Überarbeiten Sie das gesamte Material, indem Sie „scan“ überall durch „search“ ersetzen und alles Übrige unverändert lassen. Lassen Sie die Bilder in Ihrer Antwort weg.

···

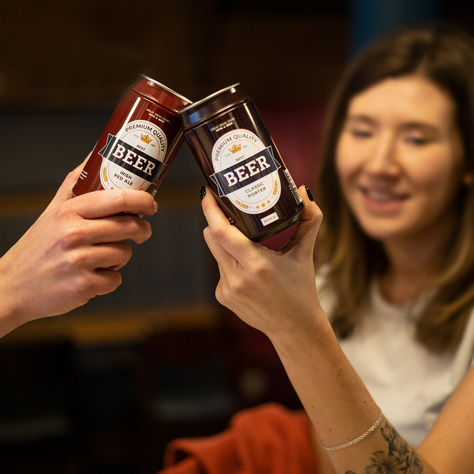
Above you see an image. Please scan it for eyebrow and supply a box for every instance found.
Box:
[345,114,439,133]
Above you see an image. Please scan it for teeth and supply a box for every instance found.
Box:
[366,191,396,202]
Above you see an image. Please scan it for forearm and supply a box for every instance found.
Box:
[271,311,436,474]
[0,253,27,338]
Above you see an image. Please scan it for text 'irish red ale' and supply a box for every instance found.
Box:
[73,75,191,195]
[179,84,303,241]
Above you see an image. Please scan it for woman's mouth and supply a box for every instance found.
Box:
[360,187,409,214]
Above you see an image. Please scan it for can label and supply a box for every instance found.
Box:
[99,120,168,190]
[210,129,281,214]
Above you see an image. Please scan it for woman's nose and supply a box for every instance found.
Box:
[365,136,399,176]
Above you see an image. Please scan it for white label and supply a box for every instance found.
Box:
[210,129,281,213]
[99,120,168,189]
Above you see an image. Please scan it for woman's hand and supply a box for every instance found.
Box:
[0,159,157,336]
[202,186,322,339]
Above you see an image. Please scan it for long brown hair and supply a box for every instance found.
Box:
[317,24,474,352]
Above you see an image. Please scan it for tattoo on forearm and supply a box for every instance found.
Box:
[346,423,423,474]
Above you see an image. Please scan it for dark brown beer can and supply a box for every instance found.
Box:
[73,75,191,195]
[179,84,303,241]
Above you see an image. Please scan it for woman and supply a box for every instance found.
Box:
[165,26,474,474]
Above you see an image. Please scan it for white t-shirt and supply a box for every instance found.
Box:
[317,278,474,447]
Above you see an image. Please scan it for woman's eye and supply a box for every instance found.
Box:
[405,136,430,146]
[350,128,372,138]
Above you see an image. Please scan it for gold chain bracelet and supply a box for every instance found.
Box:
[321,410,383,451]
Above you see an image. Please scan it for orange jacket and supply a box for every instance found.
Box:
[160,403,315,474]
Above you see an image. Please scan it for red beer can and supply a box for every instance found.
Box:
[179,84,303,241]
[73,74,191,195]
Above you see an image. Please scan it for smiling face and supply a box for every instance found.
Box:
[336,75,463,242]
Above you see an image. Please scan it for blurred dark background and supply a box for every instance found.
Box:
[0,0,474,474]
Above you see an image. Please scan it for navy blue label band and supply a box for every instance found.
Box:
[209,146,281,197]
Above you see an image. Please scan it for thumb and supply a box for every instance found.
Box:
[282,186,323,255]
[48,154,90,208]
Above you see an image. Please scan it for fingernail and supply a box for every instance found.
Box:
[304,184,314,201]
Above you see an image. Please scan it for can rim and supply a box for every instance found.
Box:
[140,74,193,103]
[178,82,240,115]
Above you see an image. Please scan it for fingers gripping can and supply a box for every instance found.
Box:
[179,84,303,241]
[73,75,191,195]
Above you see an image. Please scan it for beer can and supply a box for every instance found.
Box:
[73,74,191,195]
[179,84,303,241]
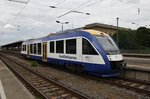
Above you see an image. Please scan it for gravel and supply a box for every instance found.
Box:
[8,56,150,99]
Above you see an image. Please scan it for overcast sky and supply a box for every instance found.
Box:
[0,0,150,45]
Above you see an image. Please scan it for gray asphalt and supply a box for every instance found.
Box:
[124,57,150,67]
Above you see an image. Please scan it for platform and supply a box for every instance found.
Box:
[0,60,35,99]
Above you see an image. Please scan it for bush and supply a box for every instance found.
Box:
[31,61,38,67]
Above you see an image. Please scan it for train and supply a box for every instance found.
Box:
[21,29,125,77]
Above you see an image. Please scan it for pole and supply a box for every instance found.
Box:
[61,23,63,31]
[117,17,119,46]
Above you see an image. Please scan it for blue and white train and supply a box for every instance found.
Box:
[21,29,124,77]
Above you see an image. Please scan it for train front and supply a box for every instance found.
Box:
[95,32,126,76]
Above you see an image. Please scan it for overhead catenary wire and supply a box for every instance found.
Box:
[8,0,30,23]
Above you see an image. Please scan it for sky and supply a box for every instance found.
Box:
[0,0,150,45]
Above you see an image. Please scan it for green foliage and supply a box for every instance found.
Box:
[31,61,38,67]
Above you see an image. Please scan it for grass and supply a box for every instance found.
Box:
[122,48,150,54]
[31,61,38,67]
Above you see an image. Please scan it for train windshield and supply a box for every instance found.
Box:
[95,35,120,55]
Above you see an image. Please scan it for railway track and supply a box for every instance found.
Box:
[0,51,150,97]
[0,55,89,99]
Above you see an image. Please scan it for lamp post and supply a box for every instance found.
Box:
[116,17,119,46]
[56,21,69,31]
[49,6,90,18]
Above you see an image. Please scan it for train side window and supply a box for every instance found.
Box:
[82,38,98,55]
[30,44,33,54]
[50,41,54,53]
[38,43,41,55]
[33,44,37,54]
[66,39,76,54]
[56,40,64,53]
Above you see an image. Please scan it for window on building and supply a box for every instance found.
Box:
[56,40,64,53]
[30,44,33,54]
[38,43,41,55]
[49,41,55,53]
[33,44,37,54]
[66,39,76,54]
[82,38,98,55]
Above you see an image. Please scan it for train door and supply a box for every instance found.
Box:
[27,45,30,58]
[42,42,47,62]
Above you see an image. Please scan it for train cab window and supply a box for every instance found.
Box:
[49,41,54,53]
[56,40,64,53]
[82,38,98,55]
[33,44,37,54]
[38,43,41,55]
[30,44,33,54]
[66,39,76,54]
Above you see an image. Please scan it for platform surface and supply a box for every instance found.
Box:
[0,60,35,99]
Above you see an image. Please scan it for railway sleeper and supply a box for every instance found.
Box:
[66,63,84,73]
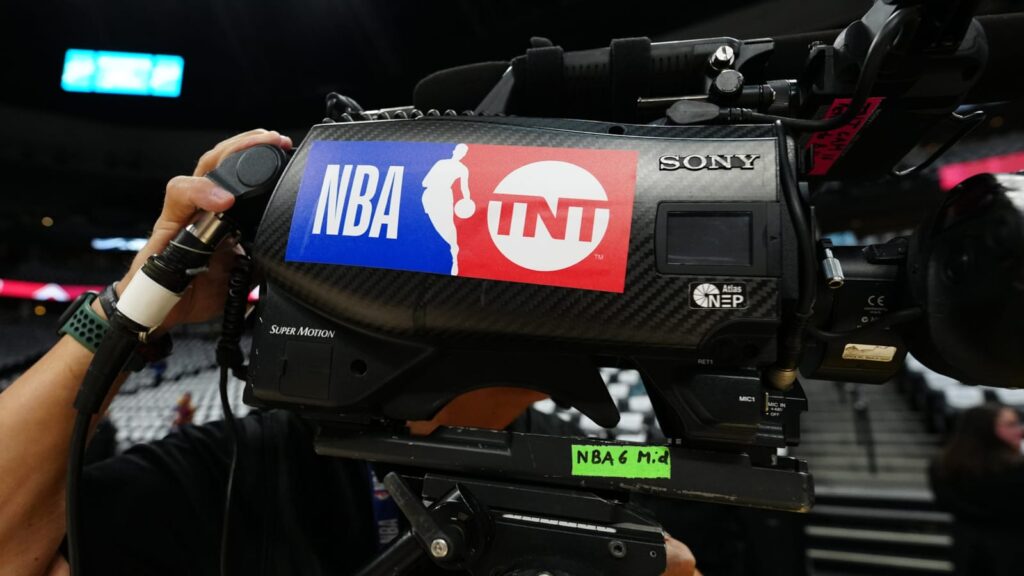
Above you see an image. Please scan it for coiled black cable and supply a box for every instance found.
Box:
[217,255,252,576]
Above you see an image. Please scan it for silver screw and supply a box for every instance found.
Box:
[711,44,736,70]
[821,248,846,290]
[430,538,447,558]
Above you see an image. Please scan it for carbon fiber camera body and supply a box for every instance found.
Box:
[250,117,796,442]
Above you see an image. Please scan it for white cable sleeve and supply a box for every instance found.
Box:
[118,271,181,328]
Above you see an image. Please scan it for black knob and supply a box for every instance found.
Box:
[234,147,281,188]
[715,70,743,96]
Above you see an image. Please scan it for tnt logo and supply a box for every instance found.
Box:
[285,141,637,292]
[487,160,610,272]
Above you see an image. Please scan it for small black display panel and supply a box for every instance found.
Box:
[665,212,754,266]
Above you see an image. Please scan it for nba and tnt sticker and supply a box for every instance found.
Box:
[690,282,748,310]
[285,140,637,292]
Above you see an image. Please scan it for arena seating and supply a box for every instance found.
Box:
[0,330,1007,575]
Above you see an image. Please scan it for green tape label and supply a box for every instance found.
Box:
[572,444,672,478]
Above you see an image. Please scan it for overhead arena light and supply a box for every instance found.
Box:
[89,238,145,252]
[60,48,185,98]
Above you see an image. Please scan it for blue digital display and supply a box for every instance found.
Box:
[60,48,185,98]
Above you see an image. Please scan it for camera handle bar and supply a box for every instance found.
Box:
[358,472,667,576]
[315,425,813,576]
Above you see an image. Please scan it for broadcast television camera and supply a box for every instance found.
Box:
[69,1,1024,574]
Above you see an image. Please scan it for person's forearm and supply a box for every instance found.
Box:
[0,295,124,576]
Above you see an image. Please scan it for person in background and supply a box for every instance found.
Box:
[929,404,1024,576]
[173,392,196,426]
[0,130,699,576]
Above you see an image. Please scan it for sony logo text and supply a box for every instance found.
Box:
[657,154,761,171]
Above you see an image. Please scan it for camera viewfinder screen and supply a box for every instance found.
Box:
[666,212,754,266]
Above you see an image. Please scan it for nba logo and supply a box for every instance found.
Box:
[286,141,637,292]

···

# Das Ergebnis
Above you see an image. Please search it for eyebrow and supply a box for every instance found.
Box:
[345,114,439,133]
Above you see an image. Please search it for teeth and supply a box for every instance found.
Box:
[366,191,396,202]
Above you see an image. Please search it for forearm and supply a box for every instance found.
Box:
[271,311,436,474]
[0,253,27,338]
Above you see an image. Please search it for text 'irish red ale' and supply a box for every instance found.
Box:
[73,75,191,195]
[179,84,303,241]
Above you see an image. Please search it for woman's mouth and supply a box for every instance found.
Box:
[360,187,409,214]
Above you see an image. Please search it for can label and supply a box for every instance found.
Box:
[99,120,168,190]
[210,129,281,214]
Above you see an image. Please search it for woman's nose and supply a box for every instance found.
Box:
[365,136,399,176]
Above you see an image. Please search it for white label and supply a box for every instance found.
Box:
[210,129,281,213]
[99,120,168,189]
Above you see an image. Please search it for woman's hand and supply a box for every instance found.
Box:
[0,159,157,336]
[202,186,322,339]
Above you see an image. Please search it for long brown hair and supply a box for every instance found.
Box:
[317,24,474,352]
Above you see an image. Please search it for tattoo on forearm and supply a box for every instance found.
Box:
[346,423,423,474]
Above you see an image. Please search it for dark brown beer can and supply a box for every instance found.
Box:
[73,75,191,195]
[179,84,303,241]
Above you see an image. Please search it for woman and supply a box for every instance found.
Box:
[165,26,474,474]
Above you see an image. Please search it for white t-shirt and supply a box for every instance found.
Box:
[317,278,474,447]
Above you see an image. Please search it for woman's eye and supply a box for every instance found.
Box:
[405,136,430,146]
[350,128,372,138]
Above you see an image. Please search it for gold chain bracelet and supply a box for every instance found.
Box:
[321,410,383,451]
Above you see an image. Please search it for orange jacket and supply a box for every instance found.
Box:
[160,403,315,474]
Above you see an image. Please search it for red beer can and supply a box for every instance found.
Box:
[179,84,303,241]
[73,74,191,195]
Above you see an image. Please search it for smiling face and supply a box for every instance found.
Box:
[336,75,463,242]
Above you see an image. Please search it for blurred dark background and supply a box for every instance found.
Box:
[0,0,474,474]
Above you see an image. Please search it for navy blue label band and supply a box for every instance found.
Box:
[209,146,281,197]
Above you see an image. Please search it for thumb and supply a box for every instance found.
Box:
[282,186,323,255]
[48,154,90,208]
Above you see an image. Please search it for fingernail and supply a box for every instance found.
Box:
[304,184,314,201]
Above you see an image. Please search it for can rim and supply a box for every instance found.
Box:
[140,74,193,103]
[178,82,240,115]
Above you see an image. Please search it for fingers gripping can and supply a box for every instance found.
Box:
[179,84,303,241]
[73,75,191,195]
Above you see an image. Please search it for beer can and supply a box for every instance found.
Box:
[73,74,191,195]
[179,84,303,241]
Above you see an image. Please search it for gravel and supply a box for every instance found.
Box:
[8,56,150,99]
Above you see an image. Please search it for overcast sky and supply a box for every instance found.
Box:
[0,0,150,45]
Above you see an image. Please search it for gray asphalt and supply a box for every instance found.
Box:
[124,57,150,67]
Above you see an image. Please search it for platform and supply a box for every instance found.
Box:
[0,60,35,99]
Above you see an image. Please search it for bush and supply a box for every instance found.
Box:
[31,61,38,67]
Above you see an image. Please search it for train and supply a box for every instance found.
Box:
[21,29,125,77]
Above you see an image. Please search it for pole and supply a box for every instance found.
Box:
[61,23,63,31]
[117,17,119,46]
Above you see an image. Please search it for blue and white train and supply a box for every instance found.
Box:
[21,29,124,77]
Above you see an image. Please search it for train front and supply a box for every instance found.
Box:
[95,32,126,76]
Above you see an image. Please search it for overhead catenary wire and supply a box for every instance found.
Box:
[8,0,30,23]
Above you see an image. Please search it for sky and supply a box for every instance found.
Box:
[0,0,150,45]
Above you see an image. Please search it for green foliage and supply a box for every instance found.
Box:
[31,61,38,67]
Above you see an image. Please search it for grass and supply a box for every instance found.
Box:
[122,48,150,54]
[31,61,38,67]
Above you see an image. Please search it for train windshield and supply a box for every instance found.
Box:
[95,35,120,55]
Above you see an image. Please search it for railway track and supply a box for every instance found.
Box:
[0,51,150,97]
[0,55,89,99]
Above you see an image. Please search it for lamp post and supply a box for every instance found.
Box:
[116,17,119,46]
[56,21,69,31]
[49,6,90,18]
Above you see an image. Please search it for train side window and supply a box for every instance found.
Box:
[82,38,98,55]
[30,44,33,54]
[50,41,54,53]
[38,43,41,55]
[33,44,37,54]
[66,39,76,54]
[56,40,64,53]
Above you see an image. Please search it for window on building and supply a box for every instance found.
Box:
[56,40,64,53]
[30,44,33,54]
[38,43,41,55]
[49,41,55,53]
[33,44,37,54]
[66,39,76,54]
[82,38,98,55]
Above you see an image. Please search it for train door and supply a box for every instance found.
Box:
[27,45,30,58]
[42,42,47,62]
Above you see an image. Please search it for train cab window and supply a box for every instance found.
Box:
[49,41,54,53]
[56,40,64,53]
[82,38,98,55]
[33,44,37,54]
[38,43,41,55]
[30,44,33,54]
[66,39,76,54]
Above you see an image. Please search it for platform surface and supply a box for every instance found.
Box:
[0,60,35,99]
Above you see an image. Please search it for railway sleeper and supply a box for every instance found.
Box:
[66,63,84,73]
Above you see an image. Please search it for coiled black cable and supply a box for every instance found.
Box:
[217,255,252,576]
Above you see an image. Please search it for silver screw and supply a box for every instance found.
Box:
[711,44,736,70]
[821,248,846,290]
[430,538,447,558]
Above you see an image. Please search it for carbon fiber camera body and supply a box for every instance found.
Box:
[250,117,796,442]
Above you see an image. Please search it for white cable sleeve and supply a box for every instance found.
Box:
[118,271,181,328]
Above you see an image. Please search it for black knob and supply a box for every instance found.
Box:
[234,147,281,188]
[715,70,743,96]
Above you see an image. Please search it for tnt logo and supply a box for every instance found.
Box:
[285,141,637,292]
[487,160,610,272]
Above you see an image. Please search it for small black display panel and supply a box for every instance found.
Box:
[665,212,754,266]
Above you see an image. Please search it for nba and tnt sticker and supply a box for every instance found.
Box:
[690,282,748,310]
[285,140,637,292]
Above you see an image. Please search it for arena seating and supply a box for every instance found.
Box:
[0,330,1007,575]
Above you see an image. Please search it for green tape label and supply a box for every instance found.
Box:
[572,444,672,478]
Above you see an image. Please search it for overhead arena light and supply a box for every instance found.
Box:
[89,238,145,252]
[60,48,185,98]
Above you see an image. Please search it for blue digital display and supply a box for every instance found.
Box:
[60,48,185,98]
Above you see an image. Please search it for camera handle bar and supply a box for every instance found.
Box:
[358,472,667,576]
[315,425,813,576]
Above you see an image. Please search it for broadcast television camera and supply a box for every instance found.
Box:
[69,1,1024,574]
Above you see an image. Please search it for person's forearm and supply a box for every instance found.
Box:
[0,295,124,576]
Above you see an image. Please search it for person in background and supply a box for every instance found.
Box:
[929,404,1024,576]
[173,392,196,426]
[0,130,699,576]
Above you see an image. Please search it for sony logo text and supply a box for every instance found.
Box:
[657,154,761,171]
Above you see an image. Please search it for camera viewfinder screen and supply a box for every instance found.
Box:
[666,212,754,266]
Above you see an image. Please search it for nba logo and supply a box for every instance found.
Box:
[286,141,637,292]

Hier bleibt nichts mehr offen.